[[ STORED DATA open ]]
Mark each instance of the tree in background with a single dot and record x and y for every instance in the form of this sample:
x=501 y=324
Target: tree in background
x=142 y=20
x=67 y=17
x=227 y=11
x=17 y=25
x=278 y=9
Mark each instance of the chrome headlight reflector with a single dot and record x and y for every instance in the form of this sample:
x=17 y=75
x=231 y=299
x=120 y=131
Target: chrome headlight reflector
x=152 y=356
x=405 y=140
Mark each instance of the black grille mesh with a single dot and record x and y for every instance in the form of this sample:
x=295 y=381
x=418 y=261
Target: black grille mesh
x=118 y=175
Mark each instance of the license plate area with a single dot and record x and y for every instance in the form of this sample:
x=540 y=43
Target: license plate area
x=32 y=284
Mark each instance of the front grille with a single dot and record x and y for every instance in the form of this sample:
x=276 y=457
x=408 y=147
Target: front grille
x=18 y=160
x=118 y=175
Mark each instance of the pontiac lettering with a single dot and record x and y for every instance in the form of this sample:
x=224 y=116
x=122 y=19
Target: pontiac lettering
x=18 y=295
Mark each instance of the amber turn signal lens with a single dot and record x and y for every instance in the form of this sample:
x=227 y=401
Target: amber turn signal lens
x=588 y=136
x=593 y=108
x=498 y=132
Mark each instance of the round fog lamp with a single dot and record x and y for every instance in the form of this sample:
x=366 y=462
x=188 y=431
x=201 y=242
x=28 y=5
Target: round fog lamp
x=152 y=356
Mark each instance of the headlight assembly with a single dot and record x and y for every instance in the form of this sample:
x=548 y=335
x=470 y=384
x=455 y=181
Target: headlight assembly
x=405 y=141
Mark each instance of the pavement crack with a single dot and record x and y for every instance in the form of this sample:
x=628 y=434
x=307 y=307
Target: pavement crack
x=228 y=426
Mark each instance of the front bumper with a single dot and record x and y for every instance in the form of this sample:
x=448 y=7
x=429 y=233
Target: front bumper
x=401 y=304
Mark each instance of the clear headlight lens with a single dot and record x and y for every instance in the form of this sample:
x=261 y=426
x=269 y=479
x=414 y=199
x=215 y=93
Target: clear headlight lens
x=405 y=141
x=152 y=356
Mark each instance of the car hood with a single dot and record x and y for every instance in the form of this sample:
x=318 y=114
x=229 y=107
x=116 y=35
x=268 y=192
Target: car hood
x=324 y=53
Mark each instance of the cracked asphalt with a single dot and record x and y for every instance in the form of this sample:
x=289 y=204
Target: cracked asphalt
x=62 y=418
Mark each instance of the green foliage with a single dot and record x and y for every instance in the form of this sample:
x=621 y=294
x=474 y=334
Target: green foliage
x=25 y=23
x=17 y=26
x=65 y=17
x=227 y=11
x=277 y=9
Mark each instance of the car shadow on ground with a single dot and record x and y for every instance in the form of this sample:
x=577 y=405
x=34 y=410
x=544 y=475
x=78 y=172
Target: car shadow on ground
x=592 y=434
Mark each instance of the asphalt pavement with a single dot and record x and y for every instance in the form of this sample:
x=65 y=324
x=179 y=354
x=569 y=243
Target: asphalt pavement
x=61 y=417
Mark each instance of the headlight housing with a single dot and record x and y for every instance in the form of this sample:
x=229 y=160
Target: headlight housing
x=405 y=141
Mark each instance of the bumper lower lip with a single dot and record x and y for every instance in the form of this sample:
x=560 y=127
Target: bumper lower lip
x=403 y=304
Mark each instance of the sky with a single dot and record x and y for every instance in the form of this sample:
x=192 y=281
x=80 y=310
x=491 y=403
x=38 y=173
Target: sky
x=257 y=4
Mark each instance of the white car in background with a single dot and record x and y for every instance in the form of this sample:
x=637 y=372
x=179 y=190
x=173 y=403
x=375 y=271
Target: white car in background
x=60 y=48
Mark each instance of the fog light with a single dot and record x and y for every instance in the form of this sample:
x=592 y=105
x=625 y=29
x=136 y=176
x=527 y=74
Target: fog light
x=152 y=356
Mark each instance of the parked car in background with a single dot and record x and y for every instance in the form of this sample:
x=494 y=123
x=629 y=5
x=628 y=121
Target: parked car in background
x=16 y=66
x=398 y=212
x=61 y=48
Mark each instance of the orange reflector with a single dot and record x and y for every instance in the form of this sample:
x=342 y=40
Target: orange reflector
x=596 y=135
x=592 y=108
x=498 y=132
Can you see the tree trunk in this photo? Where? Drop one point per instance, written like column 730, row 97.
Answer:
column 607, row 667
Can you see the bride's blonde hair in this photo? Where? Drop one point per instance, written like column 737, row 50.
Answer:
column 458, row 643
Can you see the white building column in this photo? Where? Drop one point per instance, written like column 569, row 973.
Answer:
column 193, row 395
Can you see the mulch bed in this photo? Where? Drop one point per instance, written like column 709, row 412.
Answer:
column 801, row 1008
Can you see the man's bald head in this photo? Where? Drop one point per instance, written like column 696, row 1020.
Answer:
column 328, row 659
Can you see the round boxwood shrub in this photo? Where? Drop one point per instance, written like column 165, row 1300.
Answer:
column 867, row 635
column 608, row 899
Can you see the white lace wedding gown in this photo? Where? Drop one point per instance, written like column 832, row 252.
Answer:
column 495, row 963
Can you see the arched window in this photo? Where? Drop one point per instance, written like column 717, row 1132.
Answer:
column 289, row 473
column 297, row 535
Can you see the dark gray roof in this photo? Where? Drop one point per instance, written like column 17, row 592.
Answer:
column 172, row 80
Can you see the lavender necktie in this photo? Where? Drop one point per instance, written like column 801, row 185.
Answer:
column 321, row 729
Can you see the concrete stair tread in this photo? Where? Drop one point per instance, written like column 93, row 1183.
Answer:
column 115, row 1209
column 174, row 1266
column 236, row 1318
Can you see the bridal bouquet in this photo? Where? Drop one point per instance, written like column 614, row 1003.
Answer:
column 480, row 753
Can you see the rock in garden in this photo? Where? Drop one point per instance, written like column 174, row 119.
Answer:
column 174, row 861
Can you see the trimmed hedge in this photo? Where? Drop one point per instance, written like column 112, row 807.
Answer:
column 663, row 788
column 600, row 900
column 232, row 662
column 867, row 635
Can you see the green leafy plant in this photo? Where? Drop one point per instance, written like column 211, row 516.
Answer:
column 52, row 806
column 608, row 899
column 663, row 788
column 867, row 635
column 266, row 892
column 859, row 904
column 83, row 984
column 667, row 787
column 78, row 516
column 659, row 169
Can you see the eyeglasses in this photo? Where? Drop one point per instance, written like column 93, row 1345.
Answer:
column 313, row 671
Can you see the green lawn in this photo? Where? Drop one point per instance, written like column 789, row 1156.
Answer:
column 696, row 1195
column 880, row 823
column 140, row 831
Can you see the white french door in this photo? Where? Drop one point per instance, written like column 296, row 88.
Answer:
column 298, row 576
[[ STORED DATA closed ]]
[[ STORED DATA open ]]
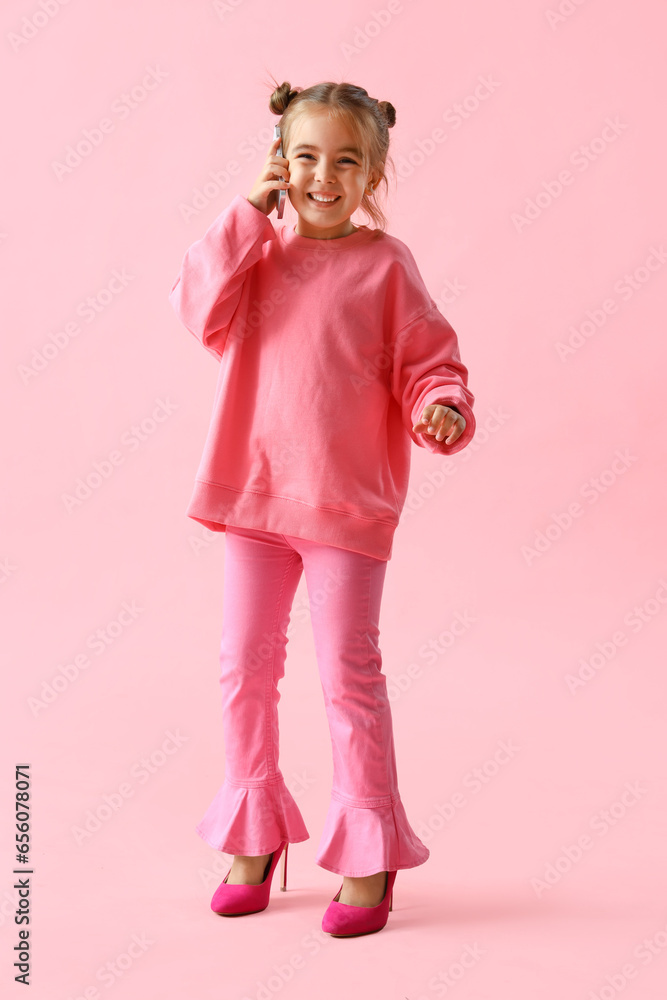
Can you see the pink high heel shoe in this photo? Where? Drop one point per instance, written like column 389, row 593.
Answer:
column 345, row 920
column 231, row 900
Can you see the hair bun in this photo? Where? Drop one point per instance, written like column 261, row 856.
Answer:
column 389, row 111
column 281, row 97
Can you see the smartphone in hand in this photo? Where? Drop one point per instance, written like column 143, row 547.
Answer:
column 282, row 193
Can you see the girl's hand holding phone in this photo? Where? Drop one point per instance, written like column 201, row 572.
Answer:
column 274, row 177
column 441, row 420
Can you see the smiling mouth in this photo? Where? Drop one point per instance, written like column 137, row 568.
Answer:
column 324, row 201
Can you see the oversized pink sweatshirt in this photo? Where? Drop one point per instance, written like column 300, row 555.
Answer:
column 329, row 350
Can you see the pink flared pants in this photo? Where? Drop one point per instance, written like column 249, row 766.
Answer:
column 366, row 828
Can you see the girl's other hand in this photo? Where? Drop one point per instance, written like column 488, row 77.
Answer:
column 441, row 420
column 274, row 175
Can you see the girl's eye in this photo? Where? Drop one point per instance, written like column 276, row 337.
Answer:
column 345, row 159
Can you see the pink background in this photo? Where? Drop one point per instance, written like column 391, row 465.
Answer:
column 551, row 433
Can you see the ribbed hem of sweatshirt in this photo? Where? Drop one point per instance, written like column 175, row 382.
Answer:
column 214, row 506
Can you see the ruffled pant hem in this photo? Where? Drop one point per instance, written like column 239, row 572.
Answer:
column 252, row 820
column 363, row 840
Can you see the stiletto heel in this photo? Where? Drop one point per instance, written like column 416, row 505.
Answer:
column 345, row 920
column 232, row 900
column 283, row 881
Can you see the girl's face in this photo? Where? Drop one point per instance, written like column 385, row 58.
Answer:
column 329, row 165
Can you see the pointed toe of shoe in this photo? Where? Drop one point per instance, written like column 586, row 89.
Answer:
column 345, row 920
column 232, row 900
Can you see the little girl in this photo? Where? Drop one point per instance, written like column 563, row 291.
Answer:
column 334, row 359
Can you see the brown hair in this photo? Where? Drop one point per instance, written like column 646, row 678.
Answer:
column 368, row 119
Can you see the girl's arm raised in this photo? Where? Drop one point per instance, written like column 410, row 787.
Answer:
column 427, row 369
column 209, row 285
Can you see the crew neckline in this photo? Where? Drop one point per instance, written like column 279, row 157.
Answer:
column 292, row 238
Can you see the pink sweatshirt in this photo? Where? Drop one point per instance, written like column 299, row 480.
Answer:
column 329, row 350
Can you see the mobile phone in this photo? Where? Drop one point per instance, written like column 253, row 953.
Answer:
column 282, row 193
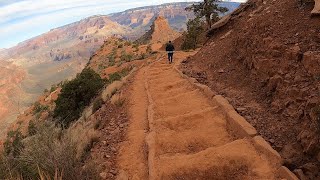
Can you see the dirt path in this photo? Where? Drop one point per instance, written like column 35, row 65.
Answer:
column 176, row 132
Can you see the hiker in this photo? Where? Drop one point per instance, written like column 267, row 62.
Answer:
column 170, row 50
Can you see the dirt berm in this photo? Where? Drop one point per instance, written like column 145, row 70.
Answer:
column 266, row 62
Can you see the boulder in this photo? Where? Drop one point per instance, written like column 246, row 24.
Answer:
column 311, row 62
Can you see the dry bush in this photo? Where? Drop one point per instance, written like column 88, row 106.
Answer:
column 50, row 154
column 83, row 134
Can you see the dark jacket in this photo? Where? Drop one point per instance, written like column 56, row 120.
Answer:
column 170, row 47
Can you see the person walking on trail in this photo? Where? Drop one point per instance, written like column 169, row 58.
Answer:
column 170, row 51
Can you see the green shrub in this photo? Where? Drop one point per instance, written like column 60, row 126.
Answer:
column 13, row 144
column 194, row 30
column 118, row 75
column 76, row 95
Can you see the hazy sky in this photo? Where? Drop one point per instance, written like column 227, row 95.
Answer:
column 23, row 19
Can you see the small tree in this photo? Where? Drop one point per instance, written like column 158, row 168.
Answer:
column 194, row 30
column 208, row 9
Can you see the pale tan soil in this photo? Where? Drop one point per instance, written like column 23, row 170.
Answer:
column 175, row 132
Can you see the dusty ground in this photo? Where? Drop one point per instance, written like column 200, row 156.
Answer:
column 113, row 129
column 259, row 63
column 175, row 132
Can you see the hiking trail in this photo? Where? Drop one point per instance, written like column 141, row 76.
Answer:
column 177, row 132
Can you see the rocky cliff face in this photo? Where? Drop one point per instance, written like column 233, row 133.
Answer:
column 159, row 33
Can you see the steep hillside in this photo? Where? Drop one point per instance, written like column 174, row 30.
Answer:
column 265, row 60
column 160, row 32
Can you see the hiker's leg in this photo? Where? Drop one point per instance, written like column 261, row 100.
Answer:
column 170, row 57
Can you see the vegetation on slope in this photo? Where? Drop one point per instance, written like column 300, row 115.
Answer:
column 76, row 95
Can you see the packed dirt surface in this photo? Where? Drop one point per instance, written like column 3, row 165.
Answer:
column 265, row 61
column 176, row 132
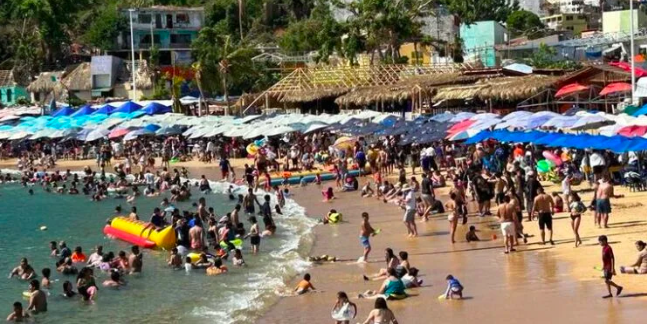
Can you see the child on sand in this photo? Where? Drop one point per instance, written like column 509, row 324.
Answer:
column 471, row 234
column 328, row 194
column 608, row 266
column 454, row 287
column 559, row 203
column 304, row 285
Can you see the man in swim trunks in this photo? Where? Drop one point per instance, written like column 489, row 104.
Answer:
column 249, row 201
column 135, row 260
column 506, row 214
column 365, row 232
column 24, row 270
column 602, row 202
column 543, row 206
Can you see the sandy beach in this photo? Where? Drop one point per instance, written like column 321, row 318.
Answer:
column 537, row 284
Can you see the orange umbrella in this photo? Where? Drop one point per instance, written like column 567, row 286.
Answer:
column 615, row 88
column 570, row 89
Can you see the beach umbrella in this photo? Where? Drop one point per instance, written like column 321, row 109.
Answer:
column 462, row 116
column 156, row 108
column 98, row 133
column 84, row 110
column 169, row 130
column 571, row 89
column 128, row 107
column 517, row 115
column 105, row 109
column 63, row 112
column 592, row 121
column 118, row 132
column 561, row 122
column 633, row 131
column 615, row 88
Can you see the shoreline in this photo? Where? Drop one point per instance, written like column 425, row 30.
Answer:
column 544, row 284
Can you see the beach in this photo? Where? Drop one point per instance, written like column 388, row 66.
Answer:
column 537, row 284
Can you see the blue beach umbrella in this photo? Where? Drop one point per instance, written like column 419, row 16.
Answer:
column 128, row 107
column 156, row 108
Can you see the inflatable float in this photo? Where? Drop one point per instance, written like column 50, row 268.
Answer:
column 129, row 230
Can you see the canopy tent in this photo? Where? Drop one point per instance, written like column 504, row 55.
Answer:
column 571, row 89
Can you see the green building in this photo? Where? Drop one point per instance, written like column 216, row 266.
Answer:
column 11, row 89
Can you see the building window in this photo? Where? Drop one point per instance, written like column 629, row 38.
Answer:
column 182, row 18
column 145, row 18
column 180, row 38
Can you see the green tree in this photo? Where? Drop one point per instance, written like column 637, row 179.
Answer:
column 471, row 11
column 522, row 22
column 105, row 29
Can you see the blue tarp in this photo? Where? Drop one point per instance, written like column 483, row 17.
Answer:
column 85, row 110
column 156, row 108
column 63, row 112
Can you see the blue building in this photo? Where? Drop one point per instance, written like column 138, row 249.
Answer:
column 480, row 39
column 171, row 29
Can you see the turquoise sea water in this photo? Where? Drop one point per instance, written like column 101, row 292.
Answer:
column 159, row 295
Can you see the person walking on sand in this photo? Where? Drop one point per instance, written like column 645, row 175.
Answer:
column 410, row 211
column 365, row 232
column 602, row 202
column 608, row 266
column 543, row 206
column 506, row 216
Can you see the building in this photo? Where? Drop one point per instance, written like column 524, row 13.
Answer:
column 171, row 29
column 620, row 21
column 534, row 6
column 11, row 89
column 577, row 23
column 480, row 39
[[ STORED DATA closed ]]
ASSIGNMENT:
Copy every line of the data that carries the word "trail".

ANSWER SPACE:
Can you see the person walking on trail in this photo? Where? Drop one point per instance, written like column 169, row 58.
Can you see the hiking trail in this photo? Where? Drop one point per instance, written like column 141, row 76.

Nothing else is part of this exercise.